Entries from a point annotation set

────────

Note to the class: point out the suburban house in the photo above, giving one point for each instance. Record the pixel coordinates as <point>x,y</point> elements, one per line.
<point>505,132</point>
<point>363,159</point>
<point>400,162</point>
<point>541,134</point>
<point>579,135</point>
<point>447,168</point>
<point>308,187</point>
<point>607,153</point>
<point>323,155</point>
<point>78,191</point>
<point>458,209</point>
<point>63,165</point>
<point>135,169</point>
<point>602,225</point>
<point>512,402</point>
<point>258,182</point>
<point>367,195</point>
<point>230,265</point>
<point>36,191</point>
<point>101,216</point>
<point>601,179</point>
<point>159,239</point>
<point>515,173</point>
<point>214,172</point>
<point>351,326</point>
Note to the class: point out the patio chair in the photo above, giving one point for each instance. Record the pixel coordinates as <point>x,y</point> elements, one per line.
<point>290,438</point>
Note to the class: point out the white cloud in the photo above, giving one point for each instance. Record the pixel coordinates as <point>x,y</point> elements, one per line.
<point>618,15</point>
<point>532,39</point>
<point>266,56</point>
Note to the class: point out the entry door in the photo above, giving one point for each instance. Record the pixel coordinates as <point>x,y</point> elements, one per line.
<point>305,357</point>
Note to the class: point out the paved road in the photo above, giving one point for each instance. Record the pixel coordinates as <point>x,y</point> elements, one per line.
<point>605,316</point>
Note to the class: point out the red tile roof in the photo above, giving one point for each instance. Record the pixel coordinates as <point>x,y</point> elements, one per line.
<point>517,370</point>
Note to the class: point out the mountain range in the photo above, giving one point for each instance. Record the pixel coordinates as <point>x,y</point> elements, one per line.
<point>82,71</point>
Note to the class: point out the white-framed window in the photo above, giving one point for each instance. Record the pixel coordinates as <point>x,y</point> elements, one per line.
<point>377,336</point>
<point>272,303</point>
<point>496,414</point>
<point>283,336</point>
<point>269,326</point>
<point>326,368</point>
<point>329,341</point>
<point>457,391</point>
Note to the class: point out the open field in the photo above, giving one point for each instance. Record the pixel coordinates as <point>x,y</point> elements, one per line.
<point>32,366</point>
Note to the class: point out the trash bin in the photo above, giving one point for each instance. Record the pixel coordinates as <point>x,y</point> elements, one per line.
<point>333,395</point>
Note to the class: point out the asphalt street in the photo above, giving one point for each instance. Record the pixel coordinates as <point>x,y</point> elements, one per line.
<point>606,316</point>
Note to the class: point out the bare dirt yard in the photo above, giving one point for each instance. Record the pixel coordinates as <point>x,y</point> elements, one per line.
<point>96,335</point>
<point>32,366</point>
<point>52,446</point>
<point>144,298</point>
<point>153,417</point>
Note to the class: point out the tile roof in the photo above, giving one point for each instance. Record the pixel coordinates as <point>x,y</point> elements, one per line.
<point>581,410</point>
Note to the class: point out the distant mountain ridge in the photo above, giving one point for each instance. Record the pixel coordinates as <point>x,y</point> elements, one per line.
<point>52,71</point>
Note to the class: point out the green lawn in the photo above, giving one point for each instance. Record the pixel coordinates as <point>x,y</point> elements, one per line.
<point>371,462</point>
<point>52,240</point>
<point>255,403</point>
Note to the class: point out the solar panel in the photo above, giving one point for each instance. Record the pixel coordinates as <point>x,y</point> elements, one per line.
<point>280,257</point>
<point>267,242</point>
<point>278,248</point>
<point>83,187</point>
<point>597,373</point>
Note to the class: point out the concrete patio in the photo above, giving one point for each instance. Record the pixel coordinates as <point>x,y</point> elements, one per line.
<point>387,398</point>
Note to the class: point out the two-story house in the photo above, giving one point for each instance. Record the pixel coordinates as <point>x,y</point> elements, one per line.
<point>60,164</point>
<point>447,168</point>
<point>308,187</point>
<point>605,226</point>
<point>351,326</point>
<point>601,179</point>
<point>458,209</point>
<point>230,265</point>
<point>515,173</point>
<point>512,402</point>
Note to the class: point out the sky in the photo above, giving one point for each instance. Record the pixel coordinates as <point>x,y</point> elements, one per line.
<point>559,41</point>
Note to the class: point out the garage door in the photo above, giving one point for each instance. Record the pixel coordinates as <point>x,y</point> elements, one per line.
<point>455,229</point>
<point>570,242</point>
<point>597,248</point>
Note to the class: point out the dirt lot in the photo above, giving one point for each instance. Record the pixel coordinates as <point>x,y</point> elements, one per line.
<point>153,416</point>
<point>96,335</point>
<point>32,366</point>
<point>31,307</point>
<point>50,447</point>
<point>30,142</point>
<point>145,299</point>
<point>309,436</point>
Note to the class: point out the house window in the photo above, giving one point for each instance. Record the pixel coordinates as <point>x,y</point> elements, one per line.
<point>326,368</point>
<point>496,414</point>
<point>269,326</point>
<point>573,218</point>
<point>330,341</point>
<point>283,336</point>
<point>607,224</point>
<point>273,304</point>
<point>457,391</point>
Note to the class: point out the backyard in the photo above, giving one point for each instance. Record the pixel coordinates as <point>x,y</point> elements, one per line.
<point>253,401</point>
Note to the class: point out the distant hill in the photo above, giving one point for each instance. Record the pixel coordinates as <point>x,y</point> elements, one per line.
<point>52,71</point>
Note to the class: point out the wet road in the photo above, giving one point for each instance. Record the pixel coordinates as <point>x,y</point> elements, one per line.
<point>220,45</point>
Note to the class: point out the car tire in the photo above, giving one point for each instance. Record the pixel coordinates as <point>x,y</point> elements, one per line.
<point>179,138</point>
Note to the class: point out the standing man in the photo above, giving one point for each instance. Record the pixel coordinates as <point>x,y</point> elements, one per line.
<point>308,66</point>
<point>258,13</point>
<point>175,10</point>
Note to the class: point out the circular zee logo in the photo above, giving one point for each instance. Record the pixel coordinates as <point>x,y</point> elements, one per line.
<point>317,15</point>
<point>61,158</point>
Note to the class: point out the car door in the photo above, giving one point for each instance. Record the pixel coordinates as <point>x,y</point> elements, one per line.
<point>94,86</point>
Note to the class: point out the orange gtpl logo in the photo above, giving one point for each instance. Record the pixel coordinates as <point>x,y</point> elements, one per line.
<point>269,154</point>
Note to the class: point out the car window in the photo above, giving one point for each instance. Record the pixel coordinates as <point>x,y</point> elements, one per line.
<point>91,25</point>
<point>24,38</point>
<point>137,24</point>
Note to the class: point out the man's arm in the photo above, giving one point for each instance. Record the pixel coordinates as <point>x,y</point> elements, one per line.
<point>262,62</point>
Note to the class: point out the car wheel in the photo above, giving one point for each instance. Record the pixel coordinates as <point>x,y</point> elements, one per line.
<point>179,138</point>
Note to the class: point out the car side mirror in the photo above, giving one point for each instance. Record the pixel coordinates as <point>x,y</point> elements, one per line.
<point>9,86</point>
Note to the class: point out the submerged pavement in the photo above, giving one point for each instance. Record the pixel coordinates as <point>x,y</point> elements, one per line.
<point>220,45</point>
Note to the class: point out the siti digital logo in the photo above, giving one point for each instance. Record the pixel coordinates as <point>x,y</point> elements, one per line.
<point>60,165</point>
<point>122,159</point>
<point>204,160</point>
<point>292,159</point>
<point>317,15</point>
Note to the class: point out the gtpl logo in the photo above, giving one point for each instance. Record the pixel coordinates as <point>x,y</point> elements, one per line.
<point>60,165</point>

────────

THE EXERCISE: Edit every row above so that "pixel coordinates" becomes "image coordinates", changing nothing else.

REPLY:
Note to the class: point out the suburban house in the photo above, giving one point for each instance. Record the image coordinates as <point>x,y</point> elements, one per line.
<point>505,132</point>
<point>363,159</point>
<point>400,162</point>
<point>541,134</point>
<point>579,135</point>
<point>447,168</point>
<point>308,187</point>
<point>607,153</point>
<point>323,155</point>
<point>78,191</point>
<point>458,209</point>
<point>63,165</point>
<point>135,169</point>
<point>602,225</point>
<point>512,402</point>
<point>258,182</point>
<point>367,195</point>
<point>230,265</point>
<point>36,191</point>
<point>101,216</point>
<point>601,179</point>
<point>159,239</point>
<point>515,173</point>
<point>214,172</point>
<point>351,326</point>
Note to the class: point out the patio chair in the photo above, giving one point for each instance. Record the image coordinates as <point>x,y</point> elements, one per line.
<point>290,438</point>
Note to the class: point out the white cloud in the photo above, giving one point for each instance. Record the image coordinates as <point>x,y</point> elements, one per line.
<point>618,15</point>
<point>532,39</point>
<point>266,56</point>
Note to the class: point out the entry door in the photo above, giving one point for each instance. Record the image coordinates as <point>x,y</point> elements, one per line.
<point>305,357</point>
Note to the class: point out the paved road in the photo above, giving one point for each instance. Record the image coordinates as <point>x,y</point> elements, one per line.
<point>605,316</point>
Note to the class: point out the red tile roof in the photo above, giving one point for each instance. Record the image coordinates as <point>x,y</point> elements, one per line.
<point>517,370</point>
Note to the class: point out the mountain range in the photo above, giving one point for each instance. Record the image coordinates as <point>x,y</point> elements, one per line.
<point>82,71</point>
Note to the class: point out the white-framed window in the photo above, giving one point for each instance. Record the image coordinates as <point>x,y</point> elements, one per line.
<point>377,336</point>
<point>272,303</point>
<point>496,414</point>
<point>283,336</point>
<point>269,326</point>
<point>326,368</point>
<point>329,341</point>
<point>457,391</point>
Note to the class: point out the open field in the photo above, giving one point for each instance. Record the image coordinates as <point>x,y</point> elements, one per line.
<point>32,366</point>
Note to the class: point out the trash bin in the photo above, giving one point for each instance. Record the image coordinates as <point>x,y</point> elements, one per line.
<point>333,395</point>
Note to the class: point out the asphalt street in the photo above, giving one point for each instance. Record the image coordinates as <point>x,y</point> elements, one per line.
<point>606,316</point>
Note to the class: point out the bare dirt yard in the photo above, giving one point for each instance. Record the image coordinates as <point>x,y</point> elements, one per line.
<point>96,335</point>
<point>32,366</point>
<point>52,446</point>
<point>144,298</point>
<point>153,417</point>
Note to the class: point out the tile roof in the photo above, giving one point for each instance. Record the image coordinates as <point>x,y</point> elements, one per line.
<point>581,410</point>
Note to the class: point out the distant mountain ridge in the photo above, giving one point for each instance. Record the image coordinates as <point>x,y</point> elements, one per line.
<point>52,71</point>
Note to the class: point out the green lawn in the photo above, giving one point for each instance. Record the image coordinates as <point>x,y</point> elements, one per line.
<point>371,462</point>
<point>52,240</point>
<point>255,403</point>
Note to the class: point out the solar panel in the photo above, giving one point for each instance. Record the image coordinates as <point>x,y</point> elements, one per line.
<point>280,257</point>
<point>267,242</point>
<point>278,248</point>
<point>83,187</point>
<point>597,373</point>
Note to the class: point out the concrete patio in the photo above, giving one point for each instance. Record the image coordinates as <point>x,y</point> elements, one per line.
<point>387,398</point>
Note to the class: point out the two-story house in the photo above, giving one point for each instance. Record the image coordinates as <point>x,y</point> elements, one per line.
<point>60,164</point>
<point>447,168</point>
<point>308,187</point>
<point>605,226</point>
<point>351,326</point>
<point>601,179</point>
<point>458,209</point>
<point>230,265</point>
<point>515,173</point>
<point>512,402</point>
Note to the class: point out the sky in the photo above, giving one point for each instance. Record the image coordinates as <point>x,y</point> elements, one per line.
<point>559,41</point>
Note to the class: point out the garage door in the photo above, giving one point for each instance. Record the image coordinates as <point>x,y</point> elements, one per line.
<point>455,229</point>
<point>570,242</point>
<point>597,248</point>
Note to the class: point out the dirt lot in the photo above, giving one point for each instance. Record the image coordinates as <point>x,y</point> elements, one per line.
<point>153,416</point>
<point>96,335</point>
<point>32,366</point>
<point>31,307</point>
<point>50,447</point>
<point>30,142</point>
<point>145,299</point>
<point>309,436</point>
Note to the class: point out the house window in the photo above, giving one point for each instance. Record the image coordinates as <point>x,y</point> elements, one per line.
<point>326,368</point>
<point>496,414</point>
<point>269,326</point>
<point>573,218</point>
<point>330,341</point>
<point>283,336</point>
<point>607,224</point>
<point>273,304</point>
<point>457,391</point>
Note to the class: point out the backyard in the photo above, giving one point for each instance. Record the image coordinates as <point>x,y</point> elements, one per line.
<point>253,401</point>
Note to the class: point out the distant hill in the photo above, giving one point for each instance. Record the image coordinates as <point>x,y</point> elements, one per line.
<point>52,71</point>
Note to the class: point out the wet road in the photo above, giving one point for each instance. Record the image coordinates as <point>x,y</point> elements, one per line.
<point>220,45</point>
Note to the class: point out the car tire in the photo above, giving one point for each instance. Record the image coordinates as <point>x,y</point> elements, one per line.
<point>179,138</point>
Note to the class: point out the standing man in the photo above, giving one point for each instance. Record the image coordinates as <point>x,y</point> elements, one per line.
<point>308,66</point>
<point>258,13</point>
<point>175,10</point>
Note to the class: point out the circular zee logo in the photo above, giving one point for each instance. Record the image coordinates as <point>x,y</point> elements, one per line.
<point>317,15</point>
<point>61,158</point>
Note to the class: point out the car door in the photo above, giving one point for each instance. Record the image coordinates as <point>x,y</point> elements, one per line.
<point>94,86</point>
Note to the class: point out the orange gtpl logo in the photo above, giving one point for each instance. Record the image coordinates as <point>x,y</point> elements, one per line.
<point>269,154</point>
Note to the class: point out the car window in the photo above, giving one point for each instance. Record the image coordinates as <point>x,y</point> elements, one per line.
<point>91,25</point>
<point>24,38</point>
<point>137,24</point>
Note to the class: point out the man's arm in the photo above, giving one point for each instance. Record the image coordinates as <point>x,y</point> elements, one per line.
<point>262,62</point>
Note to the class: point out the car wheel in the photo above, giving one point for each instance. Record the image coordinates as <point>x,y</point> elements, one per line.
<point>179,138</point>
Note to the class: point out the car side mirror in the photo above, giving one point for each instance. Record the image coordinates as <point>x,y</point> elements, one per line.
<point>9,86</point>
Note to the class: point out the submerged pavement in the photo above, giving one point for each instance. Record the image coordinates as <point>x,y</point> elements, one per line.
<point>220,45</point>
Note to the class: point out the siti digital logo in the photo above, giving one point for each instance. Record the image coordinates as <point>x,y</point> elements, one per line.
<point>60,165</point>
<point>122,159</point>
<point>204,160</point>
<point>292,159</point>
<point>317,15</point>
Note to the class: point out the gtpl logo in the photo above, giving one point for each instance. Record the image coordinates as <point>x,y</point> elements, one per line.
<point>60,165</point>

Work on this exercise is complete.